▶ [Data section]
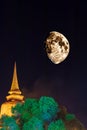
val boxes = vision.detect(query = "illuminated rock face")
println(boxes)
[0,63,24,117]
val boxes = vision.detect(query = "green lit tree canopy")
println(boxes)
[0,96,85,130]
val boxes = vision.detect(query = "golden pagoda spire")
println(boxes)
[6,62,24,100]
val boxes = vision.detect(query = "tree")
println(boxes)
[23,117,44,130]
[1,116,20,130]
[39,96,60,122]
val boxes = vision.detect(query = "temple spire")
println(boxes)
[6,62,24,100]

---

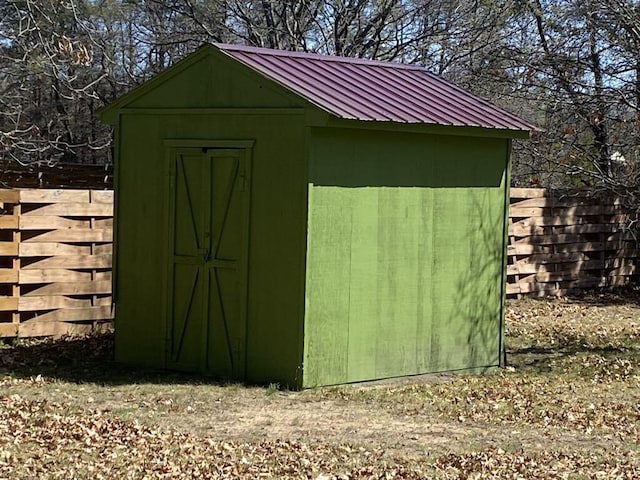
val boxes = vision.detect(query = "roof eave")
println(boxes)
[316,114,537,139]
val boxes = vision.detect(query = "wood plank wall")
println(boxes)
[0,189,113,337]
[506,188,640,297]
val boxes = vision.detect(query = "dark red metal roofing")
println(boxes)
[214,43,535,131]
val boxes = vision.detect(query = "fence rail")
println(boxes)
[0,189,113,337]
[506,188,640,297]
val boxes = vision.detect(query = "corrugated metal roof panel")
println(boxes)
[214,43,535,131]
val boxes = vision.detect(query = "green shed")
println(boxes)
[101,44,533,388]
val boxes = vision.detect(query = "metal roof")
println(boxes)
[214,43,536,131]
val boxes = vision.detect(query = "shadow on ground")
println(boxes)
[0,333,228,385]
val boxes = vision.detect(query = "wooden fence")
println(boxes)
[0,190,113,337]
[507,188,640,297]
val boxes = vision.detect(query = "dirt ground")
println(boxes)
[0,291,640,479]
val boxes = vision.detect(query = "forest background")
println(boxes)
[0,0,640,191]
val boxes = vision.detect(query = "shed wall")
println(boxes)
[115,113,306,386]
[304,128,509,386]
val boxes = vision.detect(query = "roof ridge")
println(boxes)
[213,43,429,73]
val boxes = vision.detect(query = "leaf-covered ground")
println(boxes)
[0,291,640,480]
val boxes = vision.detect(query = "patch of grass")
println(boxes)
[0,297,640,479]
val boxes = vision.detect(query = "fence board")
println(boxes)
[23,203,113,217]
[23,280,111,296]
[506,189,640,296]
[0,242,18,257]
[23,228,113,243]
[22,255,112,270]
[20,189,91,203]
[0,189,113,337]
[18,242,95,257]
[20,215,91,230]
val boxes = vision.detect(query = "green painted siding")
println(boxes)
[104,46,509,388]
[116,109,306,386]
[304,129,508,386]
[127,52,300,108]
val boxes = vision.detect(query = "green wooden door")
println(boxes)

▶ [Exercise task] Please pull out every line above that contains the string "fence", treating case as significant.

▶ [The answer]
val boxes = vision.detect(query = "fence rail")
val boxes = vision.detect(query = "wooden fence")
val boxes = vision.detect(query = "fence board")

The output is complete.